Segment Open

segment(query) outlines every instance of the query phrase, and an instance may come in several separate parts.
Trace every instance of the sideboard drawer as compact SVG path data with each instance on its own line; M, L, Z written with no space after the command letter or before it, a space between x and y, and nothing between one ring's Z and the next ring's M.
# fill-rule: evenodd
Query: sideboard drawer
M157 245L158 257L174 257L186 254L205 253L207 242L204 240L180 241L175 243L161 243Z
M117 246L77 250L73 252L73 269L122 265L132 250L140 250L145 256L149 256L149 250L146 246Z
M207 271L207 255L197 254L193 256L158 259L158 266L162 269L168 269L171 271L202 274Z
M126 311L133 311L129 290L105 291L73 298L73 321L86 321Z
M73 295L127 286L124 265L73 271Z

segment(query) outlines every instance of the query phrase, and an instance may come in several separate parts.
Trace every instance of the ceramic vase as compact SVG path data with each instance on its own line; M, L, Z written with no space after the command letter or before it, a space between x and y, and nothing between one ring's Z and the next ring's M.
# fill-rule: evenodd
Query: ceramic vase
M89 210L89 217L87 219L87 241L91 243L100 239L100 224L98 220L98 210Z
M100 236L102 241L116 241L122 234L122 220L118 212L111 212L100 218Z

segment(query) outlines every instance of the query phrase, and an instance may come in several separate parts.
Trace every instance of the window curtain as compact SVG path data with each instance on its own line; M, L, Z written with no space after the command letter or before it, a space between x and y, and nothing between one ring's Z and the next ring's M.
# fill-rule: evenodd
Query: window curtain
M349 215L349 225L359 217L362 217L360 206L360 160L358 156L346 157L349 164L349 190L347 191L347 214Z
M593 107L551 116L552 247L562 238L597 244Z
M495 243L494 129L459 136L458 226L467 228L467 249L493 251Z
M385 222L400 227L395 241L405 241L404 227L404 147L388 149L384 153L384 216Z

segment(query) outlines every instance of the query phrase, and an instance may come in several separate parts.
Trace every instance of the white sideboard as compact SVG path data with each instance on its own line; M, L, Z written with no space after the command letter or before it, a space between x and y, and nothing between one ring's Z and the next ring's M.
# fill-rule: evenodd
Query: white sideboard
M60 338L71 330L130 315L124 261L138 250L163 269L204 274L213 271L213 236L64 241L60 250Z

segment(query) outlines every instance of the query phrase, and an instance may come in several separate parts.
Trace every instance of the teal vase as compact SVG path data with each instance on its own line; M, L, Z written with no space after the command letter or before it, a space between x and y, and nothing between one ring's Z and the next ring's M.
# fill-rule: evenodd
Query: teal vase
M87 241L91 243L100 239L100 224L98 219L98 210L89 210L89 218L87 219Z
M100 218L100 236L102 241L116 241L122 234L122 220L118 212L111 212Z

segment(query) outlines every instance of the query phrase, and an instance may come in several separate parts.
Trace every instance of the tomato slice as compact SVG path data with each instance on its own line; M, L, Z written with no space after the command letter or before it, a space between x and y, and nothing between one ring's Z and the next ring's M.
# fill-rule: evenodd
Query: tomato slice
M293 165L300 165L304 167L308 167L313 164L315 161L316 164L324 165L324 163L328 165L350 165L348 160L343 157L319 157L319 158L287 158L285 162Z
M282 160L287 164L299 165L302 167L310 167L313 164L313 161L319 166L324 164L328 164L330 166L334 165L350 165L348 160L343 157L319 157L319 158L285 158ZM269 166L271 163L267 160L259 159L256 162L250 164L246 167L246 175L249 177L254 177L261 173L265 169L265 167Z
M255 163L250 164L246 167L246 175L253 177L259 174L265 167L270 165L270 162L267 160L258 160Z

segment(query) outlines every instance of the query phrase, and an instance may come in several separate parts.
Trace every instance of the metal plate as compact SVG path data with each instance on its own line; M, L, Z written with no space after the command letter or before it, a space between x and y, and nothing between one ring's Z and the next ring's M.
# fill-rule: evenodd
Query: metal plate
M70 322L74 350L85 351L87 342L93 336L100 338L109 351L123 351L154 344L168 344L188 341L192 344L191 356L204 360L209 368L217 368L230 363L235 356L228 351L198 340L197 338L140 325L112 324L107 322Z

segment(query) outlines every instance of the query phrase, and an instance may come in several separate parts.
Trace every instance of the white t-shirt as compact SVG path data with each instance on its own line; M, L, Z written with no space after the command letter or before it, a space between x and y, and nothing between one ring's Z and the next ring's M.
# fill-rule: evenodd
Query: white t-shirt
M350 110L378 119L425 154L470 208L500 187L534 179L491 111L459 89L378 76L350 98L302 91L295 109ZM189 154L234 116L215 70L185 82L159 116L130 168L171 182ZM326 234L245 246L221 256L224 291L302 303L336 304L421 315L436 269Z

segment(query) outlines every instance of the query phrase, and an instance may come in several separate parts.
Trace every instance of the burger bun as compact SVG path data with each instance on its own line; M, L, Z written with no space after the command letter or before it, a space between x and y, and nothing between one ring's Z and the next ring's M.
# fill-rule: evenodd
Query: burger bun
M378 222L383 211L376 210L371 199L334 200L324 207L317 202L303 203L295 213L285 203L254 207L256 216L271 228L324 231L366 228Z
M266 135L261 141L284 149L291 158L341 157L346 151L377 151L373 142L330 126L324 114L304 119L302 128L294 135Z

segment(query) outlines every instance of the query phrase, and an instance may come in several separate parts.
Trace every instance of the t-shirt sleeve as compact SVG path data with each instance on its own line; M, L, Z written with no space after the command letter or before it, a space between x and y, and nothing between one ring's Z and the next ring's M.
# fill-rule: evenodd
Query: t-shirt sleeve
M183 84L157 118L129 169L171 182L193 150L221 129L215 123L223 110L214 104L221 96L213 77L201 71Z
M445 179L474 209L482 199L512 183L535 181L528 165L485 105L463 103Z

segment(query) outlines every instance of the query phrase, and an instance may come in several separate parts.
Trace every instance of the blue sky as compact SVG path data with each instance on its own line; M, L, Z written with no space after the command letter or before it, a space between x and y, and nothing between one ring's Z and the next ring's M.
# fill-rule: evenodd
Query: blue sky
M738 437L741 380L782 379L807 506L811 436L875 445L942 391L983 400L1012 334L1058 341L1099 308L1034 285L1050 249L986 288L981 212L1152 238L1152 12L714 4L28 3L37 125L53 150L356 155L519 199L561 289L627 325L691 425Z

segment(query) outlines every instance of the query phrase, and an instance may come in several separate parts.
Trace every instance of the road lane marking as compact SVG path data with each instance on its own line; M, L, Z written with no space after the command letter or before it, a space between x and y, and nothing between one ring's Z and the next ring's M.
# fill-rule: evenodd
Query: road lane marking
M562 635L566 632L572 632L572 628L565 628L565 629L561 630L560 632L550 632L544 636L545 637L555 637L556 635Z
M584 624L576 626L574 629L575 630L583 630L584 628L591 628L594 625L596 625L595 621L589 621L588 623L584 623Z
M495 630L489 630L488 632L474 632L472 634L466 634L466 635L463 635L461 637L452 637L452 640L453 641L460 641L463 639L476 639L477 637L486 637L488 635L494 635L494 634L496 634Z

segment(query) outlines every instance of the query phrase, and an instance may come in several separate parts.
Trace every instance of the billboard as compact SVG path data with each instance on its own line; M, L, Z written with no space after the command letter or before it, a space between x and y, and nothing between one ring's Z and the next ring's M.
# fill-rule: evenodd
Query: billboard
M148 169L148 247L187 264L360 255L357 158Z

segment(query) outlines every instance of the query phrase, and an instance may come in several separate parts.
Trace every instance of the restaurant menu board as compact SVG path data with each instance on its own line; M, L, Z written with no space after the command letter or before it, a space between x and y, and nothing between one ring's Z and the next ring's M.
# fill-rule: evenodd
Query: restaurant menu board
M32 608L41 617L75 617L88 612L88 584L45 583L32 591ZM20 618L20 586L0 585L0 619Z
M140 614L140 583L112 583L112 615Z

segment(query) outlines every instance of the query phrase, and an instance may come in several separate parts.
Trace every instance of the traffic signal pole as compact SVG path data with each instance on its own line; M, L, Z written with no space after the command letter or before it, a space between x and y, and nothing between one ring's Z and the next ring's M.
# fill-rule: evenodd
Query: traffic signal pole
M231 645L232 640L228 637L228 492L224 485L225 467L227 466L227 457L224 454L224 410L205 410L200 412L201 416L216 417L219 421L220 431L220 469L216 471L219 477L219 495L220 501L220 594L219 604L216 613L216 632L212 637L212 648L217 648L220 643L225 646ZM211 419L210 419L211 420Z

Segment Closed

All that is needed is the opening run of the data, given again exactly: please include every line from the first through the line with "Trace every instance of the window", both ends kept.

segment(query) outlines every instance of the query phrase, and an instance may come in several separate parts.
Trace every instance of the sideboard drawer as compact SVG path data with each instance on its own line; M, L, Z written with no space after the command letter or before it, a space between x and y, and nothing between one ring's Z and the next ring's M.
# fill-rule: evenodd
Query: sideboard drawer
M157 245L158 257L174 257L186 254L205 253L207 242L204 240L180 241L175 243L161 243Z
M117 246L77 250L73 252L73 269L122 265L132 250L140 250L145 256L149 256L149 250L146 246Z
M207 271L207 255L197 254L193 256L158 259L158 266L162 269L168 269L171 271L202 274Z
M126 311L133 311L129 290L105 291L73 298L73 321L86 321Z
M73 295L127 286L124 265L73 271Z

segment(query) outlines every instance of the query phrase, and an instance may come in several separate parts.
Trace every instance of the ceramic vase as compact SVG path data with each instance on its own line; M, L, Z written with no space after the command letter or before it, a space between x and y, and nothing between one ring's Z and the next ring's M.
# fill-rule: evenodd
Query: ceramic vase
M89 210L89 217L87 219L87 241L91 243L100 239L100 224L98 220L98 210Z
M100 236L102 241L116 241L122 234L122 220L118 212L111 212L100 218Z

segment(query) outlines every instance of the query phrase, and an instance may come in several separate parts.
Trace every instance of the window curtain as compact SVG path data with each instance on its own line; M, L, Z written with no space after the command letter or before it, a space between x and y, and nothing between one ring's Z and the next ring's M.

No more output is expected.